What to do -
Output the entries exactly.

Given information -
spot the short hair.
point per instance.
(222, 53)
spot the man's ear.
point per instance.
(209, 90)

Exercise output -
spot the short hair.
point per instance.
(222, 53)
spot the man's ear.
point per instance.
(209, 90)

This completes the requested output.